# [Directions for this task]
Please copy out, word for word, everything in the records below from the line containing "Pest-scouting request: point out the bird's tail" down to the end of the records, including both of those ends.
━━━━━━━━━━━━━━━━
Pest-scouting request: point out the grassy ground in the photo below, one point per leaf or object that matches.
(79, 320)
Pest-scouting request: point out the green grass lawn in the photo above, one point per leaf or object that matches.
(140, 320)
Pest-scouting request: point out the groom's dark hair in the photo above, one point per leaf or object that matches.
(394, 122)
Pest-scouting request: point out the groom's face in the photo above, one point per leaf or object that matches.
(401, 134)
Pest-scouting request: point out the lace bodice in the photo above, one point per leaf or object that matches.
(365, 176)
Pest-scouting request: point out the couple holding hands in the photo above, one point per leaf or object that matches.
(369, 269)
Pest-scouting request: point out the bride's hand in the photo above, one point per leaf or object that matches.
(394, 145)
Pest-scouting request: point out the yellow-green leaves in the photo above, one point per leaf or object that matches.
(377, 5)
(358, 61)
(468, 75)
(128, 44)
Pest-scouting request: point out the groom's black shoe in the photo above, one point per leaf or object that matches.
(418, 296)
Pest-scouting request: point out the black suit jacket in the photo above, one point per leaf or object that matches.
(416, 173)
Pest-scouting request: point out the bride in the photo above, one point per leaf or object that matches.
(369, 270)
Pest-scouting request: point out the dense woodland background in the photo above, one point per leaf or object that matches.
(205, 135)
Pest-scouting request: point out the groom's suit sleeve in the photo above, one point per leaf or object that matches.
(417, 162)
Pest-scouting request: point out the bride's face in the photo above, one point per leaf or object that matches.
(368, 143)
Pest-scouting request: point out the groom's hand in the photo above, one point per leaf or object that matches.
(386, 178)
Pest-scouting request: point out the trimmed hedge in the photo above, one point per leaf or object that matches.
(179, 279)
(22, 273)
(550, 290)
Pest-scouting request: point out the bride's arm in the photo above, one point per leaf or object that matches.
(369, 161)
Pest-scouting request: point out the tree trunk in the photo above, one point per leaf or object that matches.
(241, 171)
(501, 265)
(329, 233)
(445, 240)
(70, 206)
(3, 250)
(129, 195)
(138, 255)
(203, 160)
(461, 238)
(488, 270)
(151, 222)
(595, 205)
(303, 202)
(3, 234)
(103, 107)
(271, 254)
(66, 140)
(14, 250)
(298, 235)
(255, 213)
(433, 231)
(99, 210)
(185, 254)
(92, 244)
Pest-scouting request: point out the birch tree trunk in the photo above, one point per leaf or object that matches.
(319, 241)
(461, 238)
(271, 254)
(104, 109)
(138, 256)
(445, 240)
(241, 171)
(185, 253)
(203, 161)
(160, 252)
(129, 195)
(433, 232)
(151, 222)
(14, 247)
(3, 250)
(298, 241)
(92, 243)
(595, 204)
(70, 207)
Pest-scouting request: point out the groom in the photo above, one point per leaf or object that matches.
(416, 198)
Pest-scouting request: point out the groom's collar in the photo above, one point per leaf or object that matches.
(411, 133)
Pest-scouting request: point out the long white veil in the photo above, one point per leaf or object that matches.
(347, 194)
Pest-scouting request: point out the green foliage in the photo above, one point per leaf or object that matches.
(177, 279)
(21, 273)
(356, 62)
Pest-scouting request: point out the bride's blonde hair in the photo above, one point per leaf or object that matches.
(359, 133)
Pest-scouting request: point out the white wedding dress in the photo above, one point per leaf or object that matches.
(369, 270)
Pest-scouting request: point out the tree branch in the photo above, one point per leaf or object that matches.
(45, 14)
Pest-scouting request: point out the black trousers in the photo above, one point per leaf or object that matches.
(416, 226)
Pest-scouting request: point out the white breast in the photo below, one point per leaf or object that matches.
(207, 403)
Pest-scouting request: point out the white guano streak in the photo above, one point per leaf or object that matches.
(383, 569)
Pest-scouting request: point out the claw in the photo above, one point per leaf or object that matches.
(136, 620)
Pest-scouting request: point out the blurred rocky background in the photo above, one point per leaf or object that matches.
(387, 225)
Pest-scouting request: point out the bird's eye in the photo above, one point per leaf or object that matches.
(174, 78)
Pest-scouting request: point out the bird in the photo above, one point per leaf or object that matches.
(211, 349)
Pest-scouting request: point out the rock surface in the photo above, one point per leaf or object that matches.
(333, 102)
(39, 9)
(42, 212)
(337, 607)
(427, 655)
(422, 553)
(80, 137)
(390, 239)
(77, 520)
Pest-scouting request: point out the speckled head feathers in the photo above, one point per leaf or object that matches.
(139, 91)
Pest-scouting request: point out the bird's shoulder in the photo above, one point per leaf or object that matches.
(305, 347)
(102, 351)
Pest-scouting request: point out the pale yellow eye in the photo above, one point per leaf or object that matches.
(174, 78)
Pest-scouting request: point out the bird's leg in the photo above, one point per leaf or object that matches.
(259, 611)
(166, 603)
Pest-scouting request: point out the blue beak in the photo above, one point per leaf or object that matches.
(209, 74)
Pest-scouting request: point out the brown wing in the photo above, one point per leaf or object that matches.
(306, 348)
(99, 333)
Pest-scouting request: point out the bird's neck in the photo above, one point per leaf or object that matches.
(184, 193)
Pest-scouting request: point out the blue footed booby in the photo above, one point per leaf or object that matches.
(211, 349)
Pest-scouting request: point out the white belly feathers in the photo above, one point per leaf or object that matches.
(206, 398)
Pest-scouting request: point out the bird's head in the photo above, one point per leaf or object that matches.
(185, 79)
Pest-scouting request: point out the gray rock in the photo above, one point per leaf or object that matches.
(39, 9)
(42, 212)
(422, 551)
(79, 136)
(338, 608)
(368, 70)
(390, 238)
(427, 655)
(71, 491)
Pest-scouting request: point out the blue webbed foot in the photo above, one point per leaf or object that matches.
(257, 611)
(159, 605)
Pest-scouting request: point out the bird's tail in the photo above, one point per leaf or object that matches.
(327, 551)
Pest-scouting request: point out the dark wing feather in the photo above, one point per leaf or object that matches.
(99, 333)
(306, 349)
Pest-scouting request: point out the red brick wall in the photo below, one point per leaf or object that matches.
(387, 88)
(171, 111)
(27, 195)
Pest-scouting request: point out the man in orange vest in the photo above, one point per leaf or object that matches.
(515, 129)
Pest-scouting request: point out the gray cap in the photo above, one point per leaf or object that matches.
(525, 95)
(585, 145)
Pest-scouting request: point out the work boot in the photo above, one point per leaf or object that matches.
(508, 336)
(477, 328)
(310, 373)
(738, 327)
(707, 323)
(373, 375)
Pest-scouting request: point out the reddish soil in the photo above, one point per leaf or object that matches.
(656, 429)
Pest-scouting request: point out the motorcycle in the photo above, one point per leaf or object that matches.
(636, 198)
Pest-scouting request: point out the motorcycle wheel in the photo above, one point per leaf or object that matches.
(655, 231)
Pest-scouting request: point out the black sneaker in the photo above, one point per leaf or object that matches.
━━━━━━━━━━━━━━━━
# [Task solution]
Pest-scouting request: point out the bird's tail in the photo above, one point per leaf or object that matches.
(327, 551)
Pest-scouting request: point out the dark wing feather in the photo above, one point per leaf or object that matches.
(99, 333)
(306, 349)
Pest-scouting request: point out the red brick wall in the photo below, one point per leaf or object that matches.
(387, 88)
(171, 111)
(27, 195)
Pest-scouting request: point out the man in orange vest in the photo above, one point per leaf or object that matches.
(515, 129)
Pest-scouting request: point out the gray cap in the photo above, one point per leaf or object that matches.
(525, 95)
(585, 145)
Pest-scouting request: point out the work boot in the photo above, one point per leaf or object that matches.
(508, 336)
(477, 328)
(310, 373)
(738, 327)
(707, 323)
(373, 375)
Pest-scouting request: point out the reddish soil in the photo above, one point per leaf or object that matches.
(656, 429)
Pest-scouting request: point out the motorcycle in the photo above, one point per leaf or object that matches.
(636, 198)
Pest-scouting request: point out the motorcycle wheel in the photo above, one point per leaf or object that matches.
(655, 231)
Pest-scouting request: point out the black sneaker in the photo above, one point per leaf or object that matches.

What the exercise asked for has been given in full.